-- Requisitos do exercício --
A. Transcreva do texto sobre o Dia da Mulher o trecho que começa nas palavras que contêm "Ainda vale a" e termina em "ou no desporto.".
B. Segundo o texto sobre o Dia da Mulher, quem propôs o dia 8 de Março para Dia da Mulher?

Sem sensacionalismos, expressão de uma realidade destes nossos tempos “de
progresso” ideológico. ZITA SEABRA o escreveu, sóbria e realista. Mas os homens
asiáticos, de autoridade forte, não se deixam levar por igualitarismos machucadores
da sua virilidade exigente de bom trato caseiro, naturalmente.
Ainda vale a pena comemorar o 8 de Março?
O Dia da Mulher é importante pois os
seus direitos estão longe de serem garantidos em muitos países, em particular
no mundo islâmico, e há que lembrar a coragem de quem combate discriminações
brutais.
ZITA SEABRA Editora
OBSERVADOR, 09 mar. 2025, 00:1627
A esta pergunta respondo sim! Se o Dia Internacional da Mulher permitir
denunciar a situação de todas as que, em grande parte do mundo, não têm
direitos iguais aos homens e vivem na mais brutal e dramática discriminação na
família, na vida pública, na escola, no trabalho ou no desporto.
Refiro-me muito especialmente a todas as mulheres que vivem em países ou
zonas da chamadas repúblicas islâmicas, onde impera a lei da
Sharia e que são constantemente esquecidas pelas novas
feministas da esquerda radical.
Ao longo do século XX, as mulheres no
mundo ocidental conseguiram o reconhecimento da igualdade de direitos perante a
lei e essa conquista civilizacional é presentemente identitária de um regime
democrático e de um Estado de direito. O último país em que as mulheres
conquistaram o direito de voto em igualdade com os homens foi a Suíça, em 1990.A partir daí, em todos os países
ocidentais ficou consagrada a igualdade de direitos e o fim da discriminação em
razão de sexo.
Foi a vitória das mulheres que
lutaram corajosamente pelo direito à igualdade perante a lei desde os fins do
seculo XIX e, particularmente no início do século XX, com a luta
das têxteis americanas em Nova Yorque. São inesquecíveis mulheres,
como Clara Zetkin, que propôs
exactamente o dia 8 de Março para Dia da Mulher; ou a dirigente bolchevique Alexandra Kollontai, que tão abnegadamente lutou pelos direitos das
mulheres, levando a que Lenine e, depois, Estaline fizessem dela a primeira
mulher embaixadora do mundo, só para não sofrerem a sua pressão diária a favor
da causa feminina. Foi ela quem propôs pela primeira vez uma licença de
maternidade paga para as mulheres trabalhadoras após o parto.

-- Dados fornecidos --

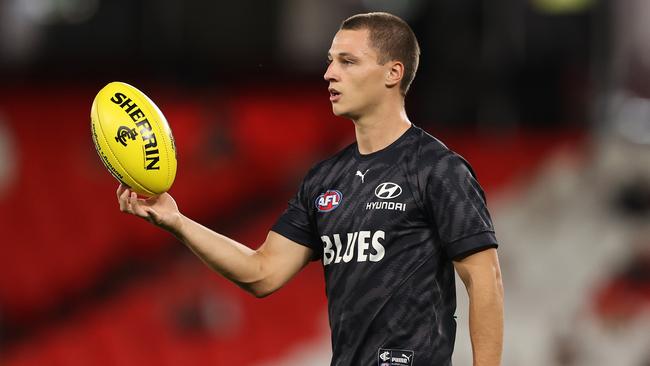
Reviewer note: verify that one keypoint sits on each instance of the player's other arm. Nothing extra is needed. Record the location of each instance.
(481, 275)
(259, 272)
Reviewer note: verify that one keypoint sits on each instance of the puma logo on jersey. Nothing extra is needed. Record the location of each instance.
(362, 175)
(360, 246)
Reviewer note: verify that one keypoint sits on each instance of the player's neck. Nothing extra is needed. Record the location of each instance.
(377, 131)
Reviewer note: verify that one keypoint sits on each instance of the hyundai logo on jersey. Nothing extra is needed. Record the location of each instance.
(388, 190)
(328, 201)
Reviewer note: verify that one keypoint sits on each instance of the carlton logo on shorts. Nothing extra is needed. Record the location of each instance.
(328, 201)
(394, 357)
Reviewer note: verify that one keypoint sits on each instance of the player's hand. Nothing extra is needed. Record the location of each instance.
(160, 210)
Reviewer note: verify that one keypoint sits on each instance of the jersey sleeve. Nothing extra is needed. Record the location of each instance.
(456, 203)
(296, 224)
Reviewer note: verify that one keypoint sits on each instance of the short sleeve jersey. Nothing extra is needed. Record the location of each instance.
(386, 227)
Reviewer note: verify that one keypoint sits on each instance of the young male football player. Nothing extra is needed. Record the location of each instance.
(389, 217)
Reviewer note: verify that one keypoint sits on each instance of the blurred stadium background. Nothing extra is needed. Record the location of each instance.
(548, 99)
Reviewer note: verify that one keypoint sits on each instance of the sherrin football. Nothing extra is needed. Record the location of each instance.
(133, 139)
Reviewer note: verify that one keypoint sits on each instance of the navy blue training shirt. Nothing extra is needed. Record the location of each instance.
(386, 227)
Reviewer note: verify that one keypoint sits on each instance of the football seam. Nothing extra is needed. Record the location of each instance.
(113, 153)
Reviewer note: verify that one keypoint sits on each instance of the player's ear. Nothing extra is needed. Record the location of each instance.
(394, 74)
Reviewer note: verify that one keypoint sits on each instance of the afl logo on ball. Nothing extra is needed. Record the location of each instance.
(328, 201)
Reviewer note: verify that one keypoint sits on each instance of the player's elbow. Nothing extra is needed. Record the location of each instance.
(259, 289)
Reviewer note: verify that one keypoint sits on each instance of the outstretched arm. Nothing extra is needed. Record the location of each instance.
(260, 272)
(481, 275)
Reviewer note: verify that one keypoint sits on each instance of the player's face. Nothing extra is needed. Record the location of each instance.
(356, 79)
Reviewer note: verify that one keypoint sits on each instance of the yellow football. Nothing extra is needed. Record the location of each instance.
(133, 139)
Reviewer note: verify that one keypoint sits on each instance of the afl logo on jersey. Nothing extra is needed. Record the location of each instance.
(328, 201)
(388, 190)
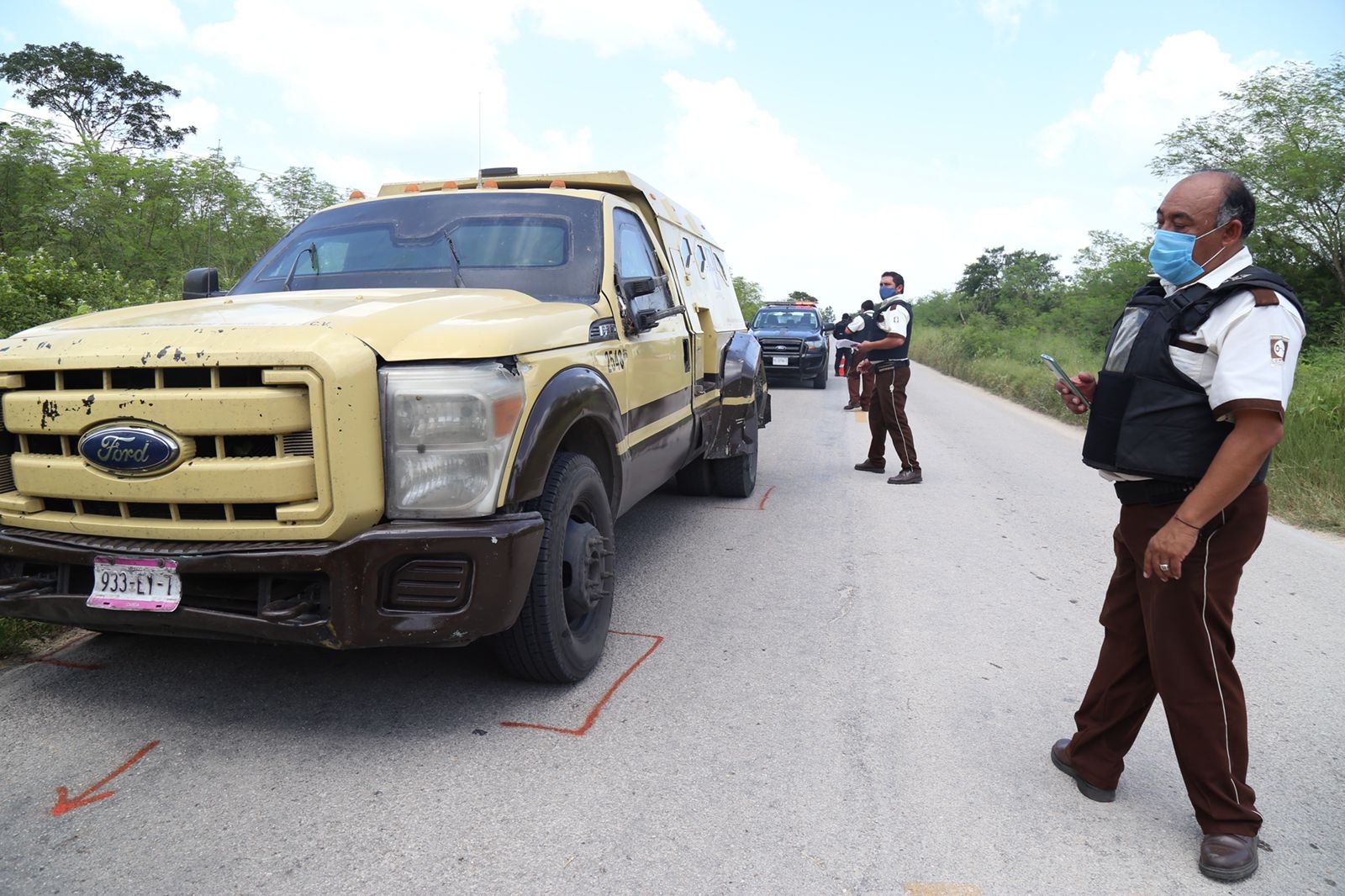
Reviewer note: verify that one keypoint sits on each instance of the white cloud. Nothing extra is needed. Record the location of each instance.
(783, 219)
(430, 71)
(616, 26)
(197, 112)
(1140, 103)
(141, 24)
(1005, 15)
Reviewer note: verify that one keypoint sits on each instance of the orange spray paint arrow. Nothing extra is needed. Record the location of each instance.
(65, 804)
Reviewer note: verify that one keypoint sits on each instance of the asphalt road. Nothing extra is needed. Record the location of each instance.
(838, 687)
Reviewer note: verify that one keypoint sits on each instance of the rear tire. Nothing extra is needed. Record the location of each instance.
(562, 630)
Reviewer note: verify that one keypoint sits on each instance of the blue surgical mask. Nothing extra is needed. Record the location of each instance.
(1172, 260)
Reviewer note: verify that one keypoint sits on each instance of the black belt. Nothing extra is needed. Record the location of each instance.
(1150, 492)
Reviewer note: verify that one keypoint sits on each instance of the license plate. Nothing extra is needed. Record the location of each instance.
(134, 582)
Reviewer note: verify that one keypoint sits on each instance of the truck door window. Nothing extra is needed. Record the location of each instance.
(636, 259)
(546, 246)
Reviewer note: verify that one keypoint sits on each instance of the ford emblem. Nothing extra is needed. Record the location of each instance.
(129, 450)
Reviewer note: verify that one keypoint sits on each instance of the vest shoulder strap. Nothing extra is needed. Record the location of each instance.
(1264, 286)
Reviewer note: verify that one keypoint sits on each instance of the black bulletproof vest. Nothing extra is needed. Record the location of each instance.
(1147, 417)
(899, 353)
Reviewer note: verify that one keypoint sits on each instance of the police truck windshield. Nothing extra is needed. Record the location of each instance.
(544, 245)
(786, 320)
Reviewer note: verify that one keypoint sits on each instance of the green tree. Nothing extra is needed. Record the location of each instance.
(296, 194)
(30, 178)
(750, 298)
(1010, 284)
(104, 103)
(1284, 136)
(1107, 273)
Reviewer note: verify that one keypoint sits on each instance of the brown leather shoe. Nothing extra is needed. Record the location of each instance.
(1228, 856)
(1096, 794)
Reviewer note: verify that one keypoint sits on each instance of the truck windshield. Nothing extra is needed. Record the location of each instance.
(786, 320)
(548, 246)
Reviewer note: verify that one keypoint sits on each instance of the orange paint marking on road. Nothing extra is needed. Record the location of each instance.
(760, 505)
(942, 889)
(598, 709)
(65, 663)
(65, 804)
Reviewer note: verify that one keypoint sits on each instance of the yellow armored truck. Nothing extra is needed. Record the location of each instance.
(412, 423)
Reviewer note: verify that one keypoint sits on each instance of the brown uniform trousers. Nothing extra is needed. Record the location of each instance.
(861, 385)
(1174, 640)
(888, 417)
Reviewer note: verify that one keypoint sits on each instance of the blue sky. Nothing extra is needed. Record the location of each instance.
(820, 143)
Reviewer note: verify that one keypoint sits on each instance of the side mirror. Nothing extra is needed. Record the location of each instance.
(636, 287)
(201, 282)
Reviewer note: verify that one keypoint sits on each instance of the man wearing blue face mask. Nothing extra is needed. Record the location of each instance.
(884, 350)
(1185, 412)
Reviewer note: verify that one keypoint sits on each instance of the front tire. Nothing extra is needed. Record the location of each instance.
(735, 477)
(562, 630)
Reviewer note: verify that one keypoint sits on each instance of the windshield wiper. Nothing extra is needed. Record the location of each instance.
(457, 266)
(313, 257)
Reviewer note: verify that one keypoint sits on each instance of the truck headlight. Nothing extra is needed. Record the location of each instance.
(447, 434)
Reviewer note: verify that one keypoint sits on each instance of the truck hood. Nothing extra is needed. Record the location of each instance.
(400, 324)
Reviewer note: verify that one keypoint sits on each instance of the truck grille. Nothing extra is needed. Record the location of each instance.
(782, 346)
(246, 435)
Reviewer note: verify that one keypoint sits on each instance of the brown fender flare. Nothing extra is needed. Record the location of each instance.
(576, 409)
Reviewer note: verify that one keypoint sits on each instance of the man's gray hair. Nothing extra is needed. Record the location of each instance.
(1237, 203)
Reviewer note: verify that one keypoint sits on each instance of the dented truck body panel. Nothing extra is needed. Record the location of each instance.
(245, 440)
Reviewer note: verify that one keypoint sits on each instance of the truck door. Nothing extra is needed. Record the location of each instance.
(658, 376)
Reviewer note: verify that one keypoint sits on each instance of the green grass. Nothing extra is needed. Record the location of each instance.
(19, 636)
(1308, 472)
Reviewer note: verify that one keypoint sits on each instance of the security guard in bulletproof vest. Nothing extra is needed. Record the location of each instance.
(884, 350)
(1184, 416)
(860, 382)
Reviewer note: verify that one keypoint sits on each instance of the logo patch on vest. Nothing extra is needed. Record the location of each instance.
(1278, 350)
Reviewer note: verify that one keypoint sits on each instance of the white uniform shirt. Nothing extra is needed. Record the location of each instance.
(894, 319)
(1250, 351)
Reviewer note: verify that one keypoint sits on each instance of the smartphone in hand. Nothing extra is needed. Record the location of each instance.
(1053, 366)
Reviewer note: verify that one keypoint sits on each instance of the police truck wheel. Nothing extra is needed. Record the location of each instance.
(735, 477)
(562, 630)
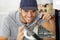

-- Respostas por ordem --
A.
Ainda vale a pena comemorar o 8 de Março?
O Dia da Mulher é importante pois os
seus direitos estão longe de serem garantidos em muitos países, em particular
no mundo islâmico, e há que lembrar a coragem de quem combate discriminações
brutais.
ZITA SEABRA Editora
OBSERVADOR, 09 mar. 2025, 00:1627
A esta pergunta respondo sim! Se o Dia Internacional da Mulher permitir
denunciar a situação de todas as que, em grande parte do mundo, não têm
direitos iguais aos homens e vivem na mais brutal e dramática discriminação na
família, na vida pública, na escola, no trabalho ou no desporto.

B. Clara Zetkin.